_What to work on_
Please restate the listing below in full, word for word.

_Supplied data_
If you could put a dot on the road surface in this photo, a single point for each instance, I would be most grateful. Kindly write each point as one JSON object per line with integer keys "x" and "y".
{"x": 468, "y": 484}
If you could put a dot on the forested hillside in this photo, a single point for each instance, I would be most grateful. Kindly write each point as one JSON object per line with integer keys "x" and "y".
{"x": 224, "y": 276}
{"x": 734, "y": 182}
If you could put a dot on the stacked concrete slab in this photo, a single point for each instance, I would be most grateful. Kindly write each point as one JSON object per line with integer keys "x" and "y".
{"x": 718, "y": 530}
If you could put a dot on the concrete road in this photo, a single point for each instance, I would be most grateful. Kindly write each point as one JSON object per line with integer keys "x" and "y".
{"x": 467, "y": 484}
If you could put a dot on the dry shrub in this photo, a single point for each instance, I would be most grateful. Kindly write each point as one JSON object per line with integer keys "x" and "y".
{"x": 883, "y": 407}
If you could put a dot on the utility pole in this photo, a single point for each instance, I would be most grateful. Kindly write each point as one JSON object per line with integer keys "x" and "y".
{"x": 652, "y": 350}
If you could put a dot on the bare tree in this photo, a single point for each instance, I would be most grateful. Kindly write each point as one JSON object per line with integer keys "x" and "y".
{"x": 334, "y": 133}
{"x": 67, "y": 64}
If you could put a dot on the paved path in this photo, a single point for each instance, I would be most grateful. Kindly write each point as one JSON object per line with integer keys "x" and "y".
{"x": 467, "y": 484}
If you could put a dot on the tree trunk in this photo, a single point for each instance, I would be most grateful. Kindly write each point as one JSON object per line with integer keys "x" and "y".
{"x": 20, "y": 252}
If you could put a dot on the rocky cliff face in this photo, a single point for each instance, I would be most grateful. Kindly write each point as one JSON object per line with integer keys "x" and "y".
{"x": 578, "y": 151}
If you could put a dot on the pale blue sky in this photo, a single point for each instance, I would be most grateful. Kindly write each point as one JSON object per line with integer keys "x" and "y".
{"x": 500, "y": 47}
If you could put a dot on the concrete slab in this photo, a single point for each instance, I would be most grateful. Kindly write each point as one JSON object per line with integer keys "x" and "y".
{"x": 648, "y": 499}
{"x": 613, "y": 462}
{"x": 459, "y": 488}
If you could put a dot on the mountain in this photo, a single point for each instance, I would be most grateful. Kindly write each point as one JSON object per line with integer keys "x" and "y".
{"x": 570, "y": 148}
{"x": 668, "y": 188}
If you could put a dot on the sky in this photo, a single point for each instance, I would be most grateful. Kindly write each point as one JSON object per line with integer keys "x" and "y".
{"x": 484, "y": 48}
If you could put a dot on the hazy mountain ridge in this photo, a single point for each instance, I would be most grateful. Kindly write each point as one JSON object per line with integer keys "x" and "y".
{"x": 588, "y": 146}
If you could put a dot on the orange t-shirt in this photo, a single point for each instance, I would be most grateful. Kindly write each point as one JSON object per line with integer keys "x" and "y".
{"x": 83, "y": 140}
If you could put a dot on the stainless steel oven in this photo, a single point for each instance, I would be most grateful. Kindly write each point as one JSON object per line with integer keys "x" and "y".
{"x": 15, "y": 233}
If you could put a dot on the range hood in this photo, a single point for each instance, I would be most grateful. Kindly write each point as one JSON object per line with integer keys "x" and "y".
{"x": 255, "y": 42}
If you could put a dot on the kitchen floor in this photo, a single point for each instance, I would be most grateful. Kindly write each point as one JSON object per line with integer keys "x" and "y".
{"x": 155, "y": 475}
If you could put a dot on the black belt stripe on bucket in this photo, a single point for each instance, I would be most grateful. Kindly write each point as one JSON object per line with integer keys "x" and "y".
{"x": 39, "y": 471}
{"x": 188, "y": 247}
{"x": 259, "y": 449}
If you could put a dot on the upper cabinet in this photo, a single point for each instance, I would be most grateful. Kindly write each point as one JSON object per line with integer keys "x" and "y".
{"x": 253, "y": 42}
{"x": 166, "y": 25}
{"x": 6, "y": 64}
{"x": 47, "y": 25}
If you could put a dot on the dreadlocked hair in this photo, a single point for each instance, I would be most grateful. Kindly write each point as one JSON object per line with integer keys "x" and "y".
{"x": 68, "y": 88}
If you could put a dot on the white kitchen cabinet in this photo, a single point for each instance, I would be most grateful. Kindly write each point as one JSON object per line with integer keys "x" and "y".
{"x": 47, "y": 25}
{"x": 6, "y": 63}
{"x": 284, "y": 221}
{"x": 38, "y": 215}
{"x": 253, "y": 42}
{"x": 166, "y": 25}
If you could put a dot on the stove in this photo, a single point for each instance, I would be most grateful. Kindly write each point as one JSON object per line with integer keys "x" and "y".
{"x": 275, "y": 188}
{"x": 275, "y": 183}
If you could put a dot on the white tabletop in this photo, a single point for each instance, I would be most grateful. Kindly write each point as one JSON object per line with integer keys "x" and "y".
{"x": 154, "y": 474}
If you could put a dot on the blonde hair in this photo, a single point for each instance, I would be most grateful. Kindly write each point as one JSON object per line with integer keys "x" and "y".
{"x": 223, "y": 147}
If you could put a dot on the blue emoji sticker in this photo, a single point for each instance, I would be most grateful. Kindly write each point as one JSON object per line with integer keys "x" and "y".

_Finished exercise_
If you could put a dot on the road surface in this photo, a single point for each instance, I would be most grateful. Kindly write each point as one JSON object per line with integer keys "x" and "y".
{"x": 468, "y": 484}
If you could put a dot on the forested hillside in this photo, a single point for each instance, I would be most grateful. Kindly write each point as one JSON object per line with integer keys "x" and "y".
{"x": 224, "y": 276}
{"x": 734, "y": 182}
If you could put a dot on the stacked concrete slab in this photo, a single point for each instance, I would be most grateful. Kindly write each point as one JSON object per line with integer keys "x" and "y".
{"x": 718, "y": 530}
If you could put a dot on the concrete road in this photo, a single point for each instance, I would be most grateful. Kindly write each point as one JSON object per line with integer keys "x" and "y".
{"x": 467, "y": 484}
If you could put a dot on the dry shrub in this photo, a single point for each instance, I would be most grateful. Kindly write each point as one JSON object per line with integer keys "x" and "y".
{"x": 883, "y": 407}
If you could put a dot on the utility pole in this photo, a single point for each instance, I would be most grateful. Kindly write each point as one JSON object per line with integer keys "x" and "y".
{"x": 652, "y": 350}
If you could put a dot on the bare tree in this photo, a single point for each instance, I would be most grateful. Kindly write each point as one JSON object per line with integer keys "x" and "y".
{"x": 334, "y": 133}
{"x": 67, "y": 64}
If you could put a dot on the paved path in this photo, a single point for each instance, I would be most grateful. Kindly write each point as one JSON object per line with integer keys "x" and "y".
{"x": 467, "y": 484}
If you could put a dot on the tree trunk in this photo, a single point for each instance, I would be most grateful. Kindly write each point as one JSON object per line with integer keys "x" and "y".
{"x": 20, "y": 252}
If you could put a dot on the rocky cliff face in this photo, a single point for each instance, I would be most grateful. Kindly write each point as one JSON object per line with integer keys "x" and "y".
{"x": 578, "y": 151}
If you could put a dot on the pale blue sky in this photo, a single point for each instance, I would be most grateful. Kindly write each point as one JSON object per line with integer keys "x" and "y".
{"x": 500, "y": 47}
If you could put a dot on the concrete slab in this photo, a single point for each instance, I would be most grateful. Kindly write each point as one JSON object per line with integer keys "x" and "y".
{"x": 648, "y": 499}
{"x": 613, "y": 462}
{"x": 459, "y": 488}
If you could put a dot on the mountain in this photo, a single point for each instance, I would be most grateful. Kindly write each point as one JSON object per line with integer keys "x" and "y".
{"x": 570, "y": 148}
{"x": 668, "y": 188}
If you could put a dot on the sky in this photo, a single point for each instance, I would be most grateful. Kindly write each point as one JSON object per line with integer keys "x" and "y".
{"x": 484, "y": 48}
If you could put a dot on the hazy mountain ridge in this photo, a single point for each instance, I would be most grateful. Kindly write each point as one JSON object per line with integer keys "x" and "y".
{"x": 588, "y": 146}
If you could put a dot on the orange t-shirt in this photo, a single point for each instance, I would be most grateful. Kindly write each point as one JSON object per line with integer keys "x" and "y".
{"x": 83, "y": 140}
If you could put a dot on the stainless steel oven in this photo, a single point for each instance, I would be most grateful. Kindly write each point as one JSON object per line with integer keys "x" and "y".
{"x": 15, "y": 233}
If you could put a dot on the range hood in this photo, a single point for each instance, I would be most grateful. Kindly write each point as one JSON object per line with integer keys "x" and "y".
{"x": 255, "y": 42}
If you could put a dot on the kitchen floor in this photo, a single point for each instance, I would be most grateful. Kindly write each point as one JSON object per line with integer keys "x" and "y".
{"x": 155, "y": 475}
If you could put a dot on the black belt stripe on bucket in this photo, a single point for each instance, I would be most grateful. Kindly write each point as one JSON object per line with integer keys "x" and "y".
{"x": 39, "y": 471}
{"x": 188, "y": 247}
{"x": 259, "y": 449}
If you could put a dot on the upper cabinet in this photo, a single point for each instance, I would be most grateful. Kindly write each point as one JSON object per line with integer keys "x" and "y".
{"x": 253, "y": 42}
{"x": 166, "y": 25}
{"x": 6, "y": 64}
{"x": 47, "y": 25}
If you could put a dot on the dreadlocked hair in this photo, a single point for each instance, I would be most grateful. Kindly write each point as one JSON object per line with integer keys "x" and "y".
{"x": 68, "y": 88}
If you could put a dot on the white kitchen cabinet in this photo, a single point for each instance, I would be most grateful. Kindly write each point as one JSON object per line with integer keys "x" and "y".
{"x": 47, "y": 25}
{"x": 6, "y": 63}
{"x": 284, "y": 221}
{"x": 38, "y": 215}
{"x": 253, "y": 42}
{"x": 166, "y": 25}
If you could put a dot on the stove in this photo, a single point for each instance, I would be most grateful. Kindly write each point as one JSON object per line with integer keys "x" and "y".
{"x": 275, "y": 188}
{"x": 275, "y": 183}
If you could put a dot on the white tabletop in this photo, a single point for each instance, I would be most grateful. Kindly write each point as one JSON object per line with integer keys "x" and "y".
{"x": 154, "y": 474}
If you could put a dot on the blonde hair in this photo, a single point for each instance, I would be most grateful. Kindly write each point as one JSON object per line with integer keys "x" and "y".
{"x": 223, "y": 147}
If you could put a dot on the blue emoji sticker in this photo, a single point for each instance, I would be most grateful. Kindly write each point as one JSON object per line with integer keys "x" and "y".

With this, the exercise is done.